• REQUIRED WORK: Reproduce every item below word for word, keeping each line in its original order.

------------------------------------

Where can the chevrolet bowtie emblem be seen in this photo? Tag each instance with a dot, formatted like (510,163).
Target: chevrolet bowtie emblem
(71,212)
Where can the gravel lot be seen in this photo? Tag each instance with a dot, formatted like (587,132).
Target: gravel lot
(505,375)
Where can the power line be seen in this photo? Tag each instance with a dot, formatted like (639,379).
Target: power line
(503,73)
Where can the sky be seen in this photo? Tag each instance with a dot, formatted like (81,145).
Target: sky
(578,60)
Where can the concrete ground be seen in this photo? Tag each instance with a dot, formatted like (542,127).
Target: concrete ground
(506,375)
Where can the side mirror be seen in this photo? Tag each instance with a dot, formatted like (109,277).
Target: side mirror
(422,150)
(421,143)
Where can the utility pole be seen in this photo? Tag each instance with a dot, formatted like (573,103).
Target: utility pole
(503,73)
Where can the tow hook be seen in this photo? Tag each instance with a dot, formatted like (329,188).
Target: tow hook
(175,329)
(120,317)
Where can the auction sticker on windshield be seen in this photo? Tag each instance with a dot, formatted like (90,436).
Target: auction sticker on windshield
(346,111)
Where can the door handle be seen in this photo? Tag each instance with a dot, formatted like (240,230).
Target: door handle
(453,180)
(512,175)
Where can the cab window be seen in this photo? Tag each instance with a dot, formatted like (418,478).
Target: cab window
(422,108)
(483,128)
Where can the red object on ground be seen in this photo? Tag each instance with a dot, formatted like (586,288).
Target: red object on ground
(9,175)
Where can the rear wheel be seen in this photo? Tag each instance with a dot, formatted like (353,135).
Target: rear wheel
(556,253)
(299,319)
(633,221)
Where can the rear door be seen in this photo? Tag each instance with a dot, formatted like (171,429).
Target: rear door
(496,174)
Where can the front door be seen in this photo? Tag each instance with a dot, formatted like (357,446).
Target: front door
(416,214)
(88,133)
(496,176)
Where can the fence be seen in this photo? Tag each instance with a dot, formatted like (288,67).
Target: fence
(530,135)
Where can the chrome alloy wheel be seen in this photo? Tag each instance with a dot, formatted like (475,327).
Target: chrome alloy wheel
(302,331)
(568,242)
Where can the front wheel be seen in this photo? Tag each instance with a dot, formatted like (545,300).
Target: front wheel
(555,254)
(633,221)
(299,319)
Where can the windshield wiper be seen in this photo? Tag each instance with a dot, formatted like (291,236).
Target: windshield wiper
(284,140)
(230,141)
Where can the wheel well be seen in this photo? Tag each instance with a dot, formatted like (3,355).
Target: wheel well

------------------------------------

• RESULT OF THE TASK:
Where can the chevrolet bowtie emblem be seen in this photo? Tag each instance with a dot, formatted like (510,163).
Target: chevrolet bowtie emblem
(71,212)
Where can the gravel lot be seen in this photo? Tag each instance with a dot, formatted like (587,132).
Target: gravel lot
(505,375)
Where can the power line be seen in this photo? Tag each instance with a dot, formatted like (639,379).
Target: power line
(503,73)
Where can the sky be seen in this photo? Tag each instance with a dot, formatted like (81,145).
Target: sky
(578,60)
Where can the concrete ground be seen in this photo? Tag each instance with a dot, formatted like (542,127).
Target: concrete ground
(506,375)
Where can the side mirror be seen in this photo? Tag each instance with a dot, formatted like (109,277).
Target: side mirror
(422,150)
(421,143)
Where can the utility pole be seen in this photo? Tag each instance with a dot, formatted like (573,103).
Target: utility pole
(503,73)
Where can the tow hook be seen in this photo? Tag each instance with a dot, formatted like (329,188).
Target: tow hook
(175,329)
(120,317)
Where can the auction sticker on windshield be seen in this photo? Tag each instance with a dot, formatted like (90,436).
Target: auction sticker on windshield
(346,111)
Where can the door handle be seen in this photo? Tag each instance with a dot, formatted like (240,230).
Target: door handle
(453,180)
(512,175)
Where can the cab window be seen in this photo? Tag each instance with a dot, formatted like (418,478).
Target: cab window
(422,108)
(483,128)
Where can the red object on ground be seen in this photo? Tag each instance with a dot, formatted like (586,288).
Target: red object on ground
(9,175)
Where can the rear wheel be seen in this photo? Tag each instance with a dot, formatted like (353,135).
Target: rear wheel
(556,253)
(299,319)
(633,221)
Where can the rear door be seen in this photo? Tag each instance with a dot, formatted like (171,429).
Target: rear door
(496,174)
Where can the front door be seen in this photo? Tag each instance with a dot, formatted like (357,446).
Target: front door
(416,214)
(88,133)
(496,176)
Where can the fence be seen in this photo? Tag each instance with a dot, formatted like (288,67).
Target: fence
(530,135)
Where can the chrome alloy wheel be seen in this photo? Tag each instance with a dot, formatted like (475,327).
Target: chrome alloy wheel
(302,331)
(568,242)
Where can the front wheel be seen in this photo? Tag each instance with a dot, formatted like (545,300).
Target: front wheel
(555,254)
(633,221)
(299,319)
Where can the windshield wiper be seen in this photo? Tag each instance with a dot, formatted like (291,236).
Target: windshield wiper
(284,140)
(230,141)
Where can the wheel well be seen in this photo? Tag each instance with a dot, formatted like (3,355).
Target: wheel well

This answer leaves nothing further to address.